[start Given text]
So far Labour had had managed to hoodwink the EU, Moneyval, and all the rest. FATF seems less likely to fall for the usual dodging techniques Labour have developed.
We will not be off the grey list anytime soon.
So far Robert contends that FATF are wrong! Joseph agrees.
We have nothing to fix:
FATF Needs to fix their grey list criteria to accommodate the best economy of the Universe.

Robert Agius
Robert Agius
3 months ago

Unless the political criminals are brought to justice, ie jailed for crimes against Malta and its citizens, Ed will not be white listed. Doubt it will happen in my lifetime.

Philip Micallef
Philip Micallef
3 months ago

What the Icelandic Minister Of Justice Aslaug had said in 2019 when Iceland got into the FATF gey list:

”Landing on a list like this has a major impact on the Icelandic economy, not just financial companies but almost all companies going international business. If Iceland is to participate in the international business community, the government must ensure that they fulfil all the necessary conditions so that we can conduct business without unnecessary obstacles.”
[end Given text]
[start Material]
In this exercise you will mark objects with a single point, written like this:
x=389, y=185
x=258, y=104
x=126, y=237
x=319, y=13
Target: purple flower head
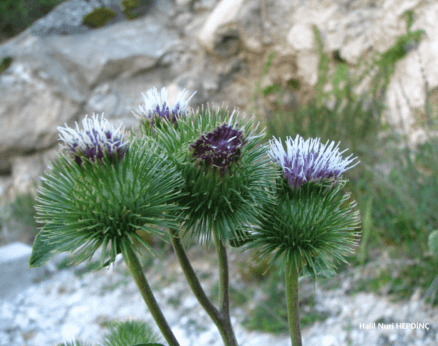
[end Material]
Job 1:
In the comments on the FATF grey list, retype everything between "So far Labour" and "Labour have developed.", inclusive.
Job 2:
Write what comes next in the comments on the FATF grey list, picking up after the last sentence shown.

Right answer 1:
So far Labour had had managed to hoodwink the EU, Moneyval, and all the rest. FATF seems less likely to fall for the usual dodging techniques Labour have developed.

Right answer 2:
Hopefully our politicians will accept all the shortcomings and face the facts.

Saviour Mamo
Saviour Mamo
3 months ago

Not even word of anger came from the president of Malta, George Vella.

Godfrey Leone Ganado
Godfrey Leone Ganado
3 months ago
Reply to  Saviour Mamo

Shameful as usual. After all he lived for years within the criminal party, and supported it blindfoldedly. He thanked the European dodger and most corrupt person of the year 2019, for giving him the honour to be made President, someting he never expected he said publicly, when he hosted the gang of criminals at the Palace.

Saviour Mamo
Saviour Mamo
3 months ago

Wherever he goes, he takes the grey label with him

Henry s Pace
Henry s Pace
3 months ago

‘ They have therefore chosen the third option, silence. ‘
Silence is complicity.

Henry s Pace
Henry s Pace
3 months ago

It now seems that jerry ( Z ) lewis is nowhere to be seen nor heard.
Maybe jerry is still ticking the boxes of corruption of the disgraced joseph muscat.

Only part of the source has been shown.